### Data shown
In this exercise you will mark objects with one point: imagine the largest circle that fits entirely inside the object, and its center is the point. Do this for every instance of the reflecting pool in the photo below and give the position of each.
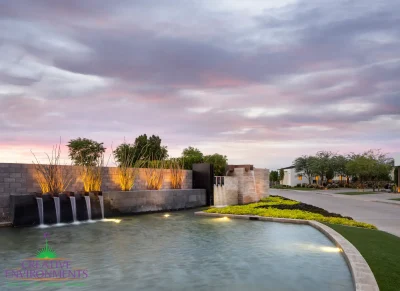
(179, 251)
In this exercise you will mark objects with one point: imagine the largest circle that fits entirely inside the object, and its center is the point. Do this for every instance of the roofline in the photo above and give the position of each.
(291, 167)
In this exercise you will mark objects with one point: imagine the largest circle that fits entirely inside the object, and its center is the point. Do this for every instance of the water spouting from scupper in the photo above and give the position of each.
(40, 210)
(58, 208)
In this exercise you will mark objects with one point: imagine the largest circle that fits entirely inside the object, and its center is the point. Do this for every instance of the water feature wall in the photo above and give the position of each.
(34, 209)
(18, 179)
(242, 185)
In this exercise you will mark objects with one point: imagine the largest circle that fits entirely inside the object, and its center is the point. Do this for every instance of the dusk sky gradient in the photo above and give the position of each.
(259, 81)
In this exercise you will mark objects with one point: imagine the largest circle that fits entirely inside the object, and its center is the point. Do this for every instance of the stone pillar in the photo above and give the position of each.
(262, 182)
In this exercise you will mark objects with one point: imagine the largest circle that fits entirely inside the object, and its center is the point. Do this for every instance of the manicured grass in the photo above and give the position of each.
(358, 193)
(296, 188)
(380, 249)
(265, 208)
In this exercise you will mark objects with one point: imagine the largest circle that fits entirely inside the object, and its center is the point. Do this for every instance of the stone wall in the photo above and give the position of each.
(226, 194)
(242, 187)
(262, 182)
(118, 203)
(19, 179)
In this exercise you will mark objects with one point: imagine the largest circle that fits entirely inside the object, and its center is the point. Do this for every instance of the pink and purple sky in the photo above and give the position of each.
(260, 81)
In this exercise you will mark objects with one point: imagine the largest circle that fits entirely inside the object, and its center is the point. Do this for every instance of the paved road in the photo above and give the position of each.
(361, 207)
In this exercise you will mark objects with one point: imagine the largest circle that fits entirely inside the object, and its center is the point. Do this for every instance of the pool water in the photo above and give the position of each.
(184, 252)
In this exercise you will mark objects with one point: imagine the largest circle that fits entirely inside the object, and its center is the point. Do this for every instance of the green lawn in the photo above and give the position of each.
(358, 193)
(380, 249)
(266, 208)
(302, 189)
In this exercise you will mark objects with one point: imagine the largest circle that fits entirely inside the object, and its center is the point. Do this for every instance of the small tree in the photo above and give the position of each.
(85, 152)
(274, 177)
(127, 168)
(321, 163)
(281, 174)
(303, 165)
(340, 163)
(52, 177)
(192, 156)
(151, 145)
(219, 162)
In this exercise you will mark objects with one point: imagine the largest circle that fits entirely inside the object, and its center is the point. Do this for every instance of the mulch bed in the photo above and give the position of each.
(305, 207)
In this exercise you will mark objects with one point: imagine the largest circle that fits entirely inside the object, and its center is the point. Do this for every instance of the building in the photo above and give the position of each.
(292, 178)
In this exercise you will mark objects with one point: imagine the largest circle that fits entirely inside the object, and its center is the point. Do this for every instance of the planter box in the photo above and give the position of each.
(126, 202)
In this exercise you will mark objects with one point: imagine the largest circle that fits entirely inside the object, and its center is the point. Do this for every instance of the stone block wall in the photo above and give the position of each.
(242, 187)
(262, 182)
(19, 179)
(226, 194)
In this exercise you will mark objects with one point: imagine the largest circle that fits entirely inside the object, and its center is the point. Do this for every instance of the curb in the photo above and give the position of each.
(387, 202)
(363, 278)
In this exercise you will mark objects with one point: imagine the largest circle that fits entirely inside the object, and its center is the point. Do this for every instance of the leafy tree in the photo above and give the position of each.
(85, 152)
(219, 162)
(143, 148)
(303, 165)
(330, 174)
(340, 163)
(371, 166)
(192, 156)
(321, 163)
(281, 174)
(274, 176)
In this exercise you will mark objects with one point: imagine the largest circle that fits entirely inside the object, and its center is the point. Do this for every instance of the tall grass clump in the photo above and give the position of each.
(127, 166)
(92, 175)
(154, 173)
(177, 173)
(52, 177)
######
The request ::
Starting at the line that contains "of the tall" and continuing through the last of the rows, rewrite those lines with "photo" replaced by "image". Leave all other text unchanged.

Exercise response ::
In this exercise you will mark objects with one point: imagine the largest circle that fits entirely inside the object, and its center is the point. Do this for every instance of the tall grass clump in the image above and give the position of each.
(127, 166)
(92, 175)
(154, 173)
(177, 173)
(52, 177)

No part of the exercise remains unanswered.